_Selection_:
—————

PENUMBRA, in astronomy, a partial shade observed between the perfect shadow and the full light in an eclipse, and arising from the magnitude of the sun. If that body were a mere point, the whole shadow would be perfect; but by reason of its diameter, it happens that a body which is not illuminated by the whole, still receives a part of its rays.

PEPPER, in natural history and commerce, an aromatic, dry, and hot berry. Black-pepper, the fruit of a shrub of the creeping-kind, growing in several parts of the East Indies. The berries are produced in clusters, and change, as they ripen, from a green colour to a red, and afterward to a black. White pepper differs from the black only in being stripped of its corticle or covering. To strip them, the black berries are steeped in seawater, and after they have been exposed to the sun for several days, the chaff is rubbed off with the hands. In this operation, the pepper loses much of its original warmth. Some persons assert, that there is also a species of pepper naturally white.

PERAMBULATOR, in mechanics, an instrument used by surveyors in measuring distances, and also known by the names pedometer, way-wiser, and surveying-wheel. It consists of a wheel, two feet seven inches and a half in diameter, and consequently, half a pole, or eight feet three inches in circumference; a carriage or handle; and a dial plate, marked with miles and subdivisions, with a

hand which, by means of the machinery, points out the progress of the wheel. The proper office of this instrument is that of measuring roads and large distances, where expedition and moderate accuracy are required.

—————

_Exercise task 1_: Write out the stretch of the encyclopedia excerpt from "PENUMBRA, in astronomy, a" through "of its rays.", changing "shadow" to "umbra".
_Exercise task 2_: List each line of the records that contains the word "face", treating uppercase and lowercase as different.

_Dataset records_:

—————

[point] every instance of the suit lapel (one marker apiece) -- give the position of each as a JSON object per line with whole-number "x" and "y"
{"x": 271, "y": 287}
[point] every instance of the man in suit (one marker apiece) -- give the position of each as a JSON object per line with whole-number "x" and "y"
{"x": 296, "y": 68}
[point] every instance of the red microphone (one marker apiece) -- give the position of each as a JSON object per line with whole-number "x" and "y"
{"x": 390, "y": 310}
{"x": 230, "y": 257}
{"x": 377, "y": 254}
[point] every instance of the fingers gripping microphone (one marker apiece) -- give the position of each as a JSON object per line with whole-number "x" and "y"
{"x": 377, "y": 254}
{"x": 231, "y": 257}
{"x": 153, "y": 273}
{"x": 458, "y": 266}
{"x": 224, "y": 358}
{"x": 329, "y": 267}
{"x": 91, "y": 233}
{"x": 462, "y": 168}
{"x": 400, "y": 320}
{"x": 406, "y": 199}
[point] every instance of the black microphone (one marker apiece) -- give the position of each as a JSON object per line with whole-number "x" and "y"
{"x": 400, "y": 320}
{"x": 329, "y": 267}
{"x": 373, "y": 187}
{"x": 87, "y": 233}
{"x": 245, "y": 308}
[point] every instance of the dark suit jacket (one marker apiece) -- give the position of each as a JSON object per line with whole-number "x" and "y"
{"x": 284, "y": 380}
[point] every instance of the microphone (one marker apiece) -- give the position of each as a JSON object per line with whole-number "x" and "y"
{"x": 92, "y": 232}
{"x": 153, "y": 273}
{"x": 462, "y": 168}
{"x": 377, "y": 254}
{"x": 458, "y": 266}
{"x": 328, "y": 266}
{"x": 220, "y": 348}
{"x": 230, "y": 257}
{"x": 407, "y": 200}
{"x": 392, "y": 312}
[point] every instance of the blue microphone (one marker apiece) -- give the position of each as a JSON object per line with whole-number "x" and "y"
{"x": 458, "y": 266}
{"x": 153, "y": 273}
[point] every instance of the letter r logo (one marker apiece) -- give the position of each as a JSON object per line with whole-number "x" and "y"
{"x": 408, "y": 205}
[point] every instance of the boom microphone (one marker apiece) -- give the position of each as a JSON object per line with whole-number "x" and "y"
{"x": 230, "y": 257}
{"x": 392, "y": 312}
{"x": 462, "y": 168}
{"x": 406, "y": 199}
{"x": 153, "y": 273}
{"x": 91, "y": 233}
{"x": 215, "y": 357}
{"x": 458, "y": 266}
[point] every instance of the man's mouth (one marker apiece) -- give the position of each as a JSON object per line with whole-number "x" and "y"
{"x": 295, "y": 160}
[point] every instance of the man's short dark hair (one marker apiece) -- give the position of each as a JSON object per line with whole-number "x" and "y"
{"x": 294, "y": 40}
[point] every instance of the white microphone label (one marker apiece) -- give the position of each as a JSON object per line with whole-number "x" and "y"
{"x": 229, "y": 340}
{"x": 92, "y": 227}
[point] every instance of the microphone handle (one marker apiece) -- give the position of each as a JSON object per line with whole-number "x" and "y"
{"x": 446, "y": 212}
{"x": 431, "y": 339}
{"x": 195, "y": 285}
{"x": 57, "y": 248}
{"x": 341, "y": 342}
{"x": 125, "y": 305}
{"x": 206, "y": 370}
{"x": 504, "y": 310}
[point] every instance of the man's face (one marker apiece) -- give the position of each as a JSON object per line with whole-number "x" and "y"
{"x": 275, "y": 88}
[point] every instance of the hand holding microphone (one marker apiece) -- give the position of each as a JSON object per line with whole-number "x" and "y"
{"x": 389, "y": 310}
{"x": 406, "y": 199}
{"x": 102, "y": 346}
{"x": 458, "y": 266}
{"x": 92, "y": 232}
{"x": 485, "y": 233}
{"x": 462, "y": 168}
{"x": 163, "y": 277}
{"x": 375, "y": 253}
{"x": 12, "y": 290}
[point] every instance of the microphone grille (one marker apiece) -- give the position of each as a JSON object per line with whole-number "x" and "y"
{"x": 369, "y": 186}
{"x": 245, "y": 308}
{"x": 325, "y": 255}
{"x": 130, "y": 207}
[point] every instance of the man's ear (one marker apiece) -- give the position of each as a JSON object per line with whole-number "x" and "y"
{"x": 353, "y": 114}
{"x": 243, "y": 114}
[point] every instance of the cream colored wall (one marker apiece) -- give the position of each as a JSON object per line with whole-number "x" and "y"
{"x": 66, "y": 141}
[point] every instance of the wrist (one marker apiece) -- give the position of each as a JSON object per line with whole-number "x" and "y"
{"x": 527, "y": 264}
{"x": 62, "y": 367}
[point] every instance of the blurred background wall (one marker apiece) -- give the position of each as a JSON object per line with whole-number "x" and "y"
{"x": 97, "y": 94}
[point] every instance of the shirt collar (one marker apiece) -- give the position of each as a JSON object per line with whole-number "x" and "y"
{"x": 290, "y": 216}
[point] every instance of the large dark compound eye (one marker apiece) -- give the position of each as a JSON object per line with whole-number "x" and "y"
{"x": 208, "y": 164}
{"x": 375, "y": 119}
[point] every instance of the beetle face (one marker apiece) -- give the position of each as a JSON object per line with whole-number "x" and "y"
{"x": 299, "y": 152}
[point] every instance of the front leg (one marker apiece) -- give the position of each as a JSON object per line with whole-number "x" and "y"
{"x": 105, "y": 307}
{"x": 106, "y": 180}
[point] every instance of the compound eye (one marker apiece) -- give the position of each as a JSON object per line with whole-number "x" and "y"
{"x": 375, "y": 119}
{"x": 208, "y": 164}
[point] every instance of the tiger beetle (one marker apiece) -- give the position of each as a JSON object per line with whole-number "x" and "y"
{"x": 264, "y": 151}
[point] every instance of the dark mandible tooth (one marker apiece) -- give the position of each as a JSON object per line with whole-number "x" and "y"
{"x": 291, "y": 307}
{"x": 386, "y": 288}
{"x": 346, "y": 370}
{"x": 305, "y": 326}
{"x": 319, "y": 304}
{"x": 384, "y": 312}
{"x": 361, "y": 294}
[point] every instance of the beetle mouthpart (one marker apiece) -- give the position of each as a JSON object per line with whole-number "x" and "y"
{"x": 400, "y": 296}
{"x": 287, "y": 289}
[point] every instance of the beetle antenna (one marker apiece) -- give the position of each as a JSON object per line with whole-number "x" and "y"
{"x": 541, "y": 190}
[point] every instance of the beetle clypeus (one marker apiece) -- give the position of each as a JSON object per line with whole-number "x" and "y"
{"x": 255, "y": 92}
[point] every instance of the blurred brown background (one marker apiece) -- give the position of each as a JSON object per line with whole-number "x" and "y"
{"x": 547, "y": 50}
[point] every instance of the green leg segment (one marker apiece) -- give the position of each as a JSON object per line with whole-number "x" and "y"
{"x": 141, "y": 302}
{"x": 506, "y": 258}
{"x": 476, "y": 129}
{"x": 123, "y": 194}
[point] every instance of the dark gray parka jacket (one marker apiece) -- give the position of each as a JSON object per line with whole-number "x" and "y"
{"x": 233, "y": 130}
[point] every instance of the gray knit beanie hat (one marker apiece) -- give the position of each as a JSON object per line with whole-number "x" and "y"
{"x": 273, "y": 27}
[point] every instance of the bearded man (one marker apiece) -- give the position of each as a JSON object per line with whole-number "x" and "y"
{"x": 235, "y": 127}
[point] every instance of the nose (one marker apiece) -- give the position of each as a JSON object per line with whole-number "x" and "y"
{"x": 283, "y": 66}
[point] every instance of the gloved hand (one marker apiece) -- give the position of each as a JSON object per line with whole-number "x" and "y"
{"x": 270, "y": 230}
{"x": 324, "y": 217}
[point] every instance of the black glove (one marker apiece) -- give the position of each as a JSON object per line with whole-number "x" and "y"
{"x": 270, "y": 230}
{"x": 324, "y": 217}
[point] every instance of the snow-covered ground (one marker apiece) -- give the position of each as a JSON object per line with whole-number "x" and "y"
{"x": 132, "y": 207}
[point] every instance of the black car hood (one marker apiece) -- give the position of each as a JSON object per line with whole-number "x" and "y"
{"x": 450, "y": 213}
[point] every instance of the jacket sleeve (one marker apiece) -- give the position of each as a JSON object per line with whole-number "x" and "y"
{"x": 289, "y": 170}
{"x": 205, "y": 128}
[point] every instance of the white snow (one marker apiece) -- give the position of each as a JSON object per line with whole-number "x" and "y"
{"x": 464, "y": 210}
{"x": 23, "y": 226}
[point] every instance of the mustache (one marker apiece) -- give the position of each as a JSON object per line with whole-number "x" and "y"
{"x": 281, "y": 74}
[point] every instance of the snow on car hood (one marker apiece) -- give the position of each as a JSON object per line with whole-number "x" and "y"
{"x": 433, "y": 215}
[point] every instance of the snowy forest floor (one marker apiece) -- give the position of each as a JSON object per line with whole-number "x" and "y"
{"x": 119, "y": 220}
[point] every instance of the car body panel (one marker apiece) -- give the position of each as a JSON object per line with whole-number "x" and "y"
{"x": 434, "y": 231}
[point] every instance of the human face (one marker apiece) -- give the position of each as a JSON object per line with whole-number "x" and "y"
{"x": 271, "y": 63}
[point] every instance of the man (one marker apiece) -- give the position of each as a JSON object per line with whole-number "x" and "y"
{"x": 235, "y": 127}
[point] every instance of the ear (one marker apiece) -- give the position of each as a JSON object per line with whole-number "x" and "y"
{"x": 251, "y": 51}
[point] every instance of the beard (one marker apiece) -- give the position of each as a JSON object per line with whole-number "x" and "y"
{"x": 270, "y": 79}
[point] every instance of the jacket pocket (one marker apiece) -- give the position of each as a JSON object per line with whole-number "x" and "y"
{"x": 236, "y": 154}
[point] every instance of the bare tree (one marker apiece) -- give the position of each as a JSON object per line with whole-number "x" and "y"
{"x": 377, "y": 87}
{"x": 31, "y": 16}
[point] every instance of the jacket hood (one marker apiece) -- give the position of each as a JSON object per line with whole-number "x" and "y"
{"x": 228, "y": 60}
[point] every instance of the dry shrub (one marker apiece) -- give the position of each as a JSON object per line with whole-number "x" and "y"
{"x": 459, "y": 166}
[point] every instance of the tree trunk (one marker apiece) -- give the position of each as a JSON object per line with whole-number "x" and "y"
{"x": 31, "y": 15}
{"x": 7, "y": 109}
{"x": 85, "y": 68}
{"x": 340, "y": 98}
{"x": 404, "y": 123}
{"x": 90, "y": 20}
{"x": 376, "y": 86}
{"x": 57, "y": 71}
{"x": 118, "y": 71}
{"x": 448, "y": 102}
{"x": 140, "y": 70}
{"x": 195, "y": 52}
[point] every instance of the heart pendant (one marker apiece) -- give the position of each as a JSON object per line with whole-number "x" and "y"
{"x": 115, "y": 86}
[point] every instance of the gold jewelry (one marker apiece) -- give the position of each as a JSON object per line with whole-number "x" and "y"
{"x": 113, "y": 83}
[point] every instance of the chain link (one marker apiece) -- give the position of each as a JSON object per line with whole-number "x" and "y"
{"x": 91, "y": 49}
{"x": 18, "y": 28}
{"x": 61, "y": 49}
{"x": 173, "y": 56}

—————

_Finished answer 1_:
PENUMBRA, in astronomy, a partial shade observed between the perfect umbra and the full light in an eclipse, and arising from the magnitude of the sun. If that body were a mere point, the whole umbra would be perfect; but by reason of its diameter, it happens that a body which is not illuminated by the whole, still receives a part of its rays.

_Finished answer 2_:
[point] every instance of the man's face (one marker apiece) -- give the position of each as a JSON object per line with whole-number "x" and "y"
[point] every instance of the beetle face (one marker apiece) -- give the position of each as a JSON object per line with whole-number "x" and "y"
[point] every instance of the human face (one marker apiece) -- give the position of each as a JSON object per line with whole-number "x" and "y"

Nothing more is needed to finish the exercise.